__INPUT FOR THIS TASK__:
** begin **

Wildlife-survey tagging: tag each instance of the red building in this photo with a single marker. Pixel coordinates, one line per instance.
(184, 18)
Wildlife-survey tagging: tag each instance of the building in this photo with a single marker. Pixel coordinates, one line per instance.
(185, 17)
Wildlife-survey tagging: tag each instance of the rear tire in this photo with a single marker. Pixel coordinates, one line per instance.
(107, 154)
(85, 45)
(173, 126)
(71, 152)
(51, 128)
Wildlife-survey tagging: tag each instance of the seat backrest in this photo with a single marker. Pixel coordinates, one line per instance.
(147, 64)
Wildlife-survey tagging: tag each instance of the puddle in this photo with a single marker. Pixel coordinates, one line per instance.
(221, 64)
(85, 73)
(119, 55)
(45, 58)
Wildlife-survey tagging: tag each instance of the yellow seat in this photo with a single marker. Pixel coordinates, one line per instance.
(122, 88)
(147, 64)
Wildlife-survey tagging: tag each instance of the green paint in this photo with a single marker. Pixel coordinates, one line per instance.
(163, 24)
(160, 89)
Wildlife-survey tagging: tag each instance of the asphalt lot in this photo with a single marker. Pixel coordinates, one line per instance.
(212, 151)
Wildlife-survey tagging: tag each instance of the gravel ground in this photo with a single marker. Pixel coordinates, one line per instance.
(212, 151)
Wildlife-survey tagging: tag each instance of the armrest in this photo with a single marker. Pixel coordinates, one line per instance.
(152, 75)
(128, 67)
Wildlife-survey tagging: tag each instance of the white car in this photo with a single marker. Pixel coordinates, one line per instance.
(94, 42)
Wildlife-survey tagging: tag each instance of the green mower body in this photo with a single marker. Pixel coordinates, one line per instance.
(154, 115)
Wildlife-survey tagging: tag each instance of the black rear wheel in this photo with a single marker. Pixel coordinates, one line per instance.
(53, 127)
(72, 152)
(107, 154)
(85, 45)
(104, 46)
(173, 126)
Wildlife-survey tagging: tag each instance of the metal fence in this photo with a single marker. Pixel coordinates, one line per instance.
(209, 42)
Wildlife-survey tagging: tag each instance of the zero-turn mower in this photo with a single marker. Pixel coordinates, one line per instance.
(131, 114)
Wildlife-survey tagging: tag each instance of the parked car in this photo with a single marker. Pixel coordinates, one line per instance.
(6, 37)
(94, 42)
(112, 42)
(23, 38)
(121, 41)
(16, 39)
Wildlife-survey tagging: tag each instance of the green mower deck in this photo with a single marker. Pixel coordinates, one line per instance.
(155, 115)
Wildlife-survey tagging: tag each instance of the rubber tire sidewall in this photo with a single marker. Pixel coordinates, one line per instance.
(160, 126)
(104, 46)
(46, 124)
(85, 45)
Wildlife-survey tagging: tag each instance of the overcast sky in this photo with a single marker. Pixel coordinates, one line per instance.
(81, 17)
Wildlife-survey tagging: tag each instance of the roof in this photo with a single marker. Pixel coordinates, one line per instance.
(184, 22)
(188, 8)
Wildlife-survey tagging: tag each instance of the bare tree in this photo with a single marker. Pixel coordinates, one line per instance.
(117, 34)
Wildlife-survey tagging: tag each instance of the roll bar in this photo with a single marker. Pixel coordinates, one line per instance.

** end **

Copy out the data shown above without altering anything.

__WORKED SOLUTION__:
Wildlife-survey tagging: tag each instance of the red building in this photo with a single marker. Pixel coordinates, one line per instance.
(184, 18)
Wildlife-survey tagging: tag each instance of the building in this photo with a single marker. Pixel coordinates, one line per instance.
(185, 17)
Wildlife-survey tagging: tag each instance of the rear tire in this photo with a single marker. Pixel coordinates, one line per instance.
(107, 154)
(85, 45)
(173, 126)
(71, 152)
(51, 128)
Wildlife-survey tagging: tag each instance of the seat backrest in this photo with a single marker. Pixel coordinates, one line per instance.
(147, 64)
Wildlife-survey tagging: tag each instance of the puddle in this photo with a single marker. Pixel coordinates, one line per instance.
(221, 64)
(85, 73)
(119, 55)
(45, 58)
Wildlife-survey tagging: tag each instance of the yellow seat in this photo with a single marker. Pixel coordinates, one line per instance.
(122, 88)
(147, 64)
Wildlife-survey tagging: tag each instance of the green paint in this photo with a single marker. Pixel coordinates, one line per instance.
(163, 24)
(160, 89)
Wildlife-survey tagging: tag each instance of the asphalt lot in this photo with a single marker. Pixel coordinates, one line per instance.
(212, 151)
Wildlife-survey tagging: tag each instance of the gravel ground in this photo with a single marker. Pixel coordinates, one line per instance.
(212, 151)
Wildlife-survey tagging: tag each instance of the armrest in this photo with a single marker. Pixel coordinates, one line per instance.
(152, 75)
(128, 67)
Wildlife-survey tagging: tag each instance of the white car in this photo with a single marker. Pixel coordinates, one line per instance.
(94, 42)
Wildlife-survey tagging: tag each instance of the green mower body in this photo with a single marker. Pixel coordinates, one line per instance.
(154, 115)
Wildlife-survey tagging: tag each instance of the black rear wheel in this photo with a single marker. Pixel coordinates, one line per instance.
(53, 127)
(72, 152)
(107, 154)
(85, 45)
(104, 46)
(173, 126)
Wildlife-survey tagging: tag each instance of the metal fence in this photo with a single marker. Pixel coordinates, one line per instance.
(209, 42)
Wildlife-survey tagging: tag each instance of the zero-turn mower in this photo with a single marker. Pixel coordinates, one line per instance.
(131, 114)
Wildlife-survey tagging: tag each instance of the parked car in this photo with a single marker. Pixel coordinates, one line per instance.
(6, 37)
(94, 42)
(112, 42)
(23, 38)
(121, 41)
(16, 39)
Wildlife-survey tagging: tag each instance of the green mower deck in this photo with a single marker. Pixel coordinates, one line per instance.
(155, 115)
Wildlife-survey tagging: tag each instance of the rubber tire sidewall in this photo with a single marker. Pixel coordinates, one line per instance.
(160, 126)
(104, 46)
(46, 124)
(85, 45)
Wildlife-survey tagging: tag each instance of the overcast sky in this photo with a single marker. Pixel coordinates, one line per instance.
(81, 17)
Wildlife-survey tagging: tag each instance of the roof in this photo with a single marker. Pixel coordinates, one line per instance.
(184, 22)
(188, 8)
Wildlife-survey tagging: tag each instance of the bare tree in this photo with a single marker. Pixel coordinates, one line per instance.
(117, 34)
Wildlife-survey tagging: tag each instance of the roll bar in this photo with a single marker. Pixel coordinates, one line per instance.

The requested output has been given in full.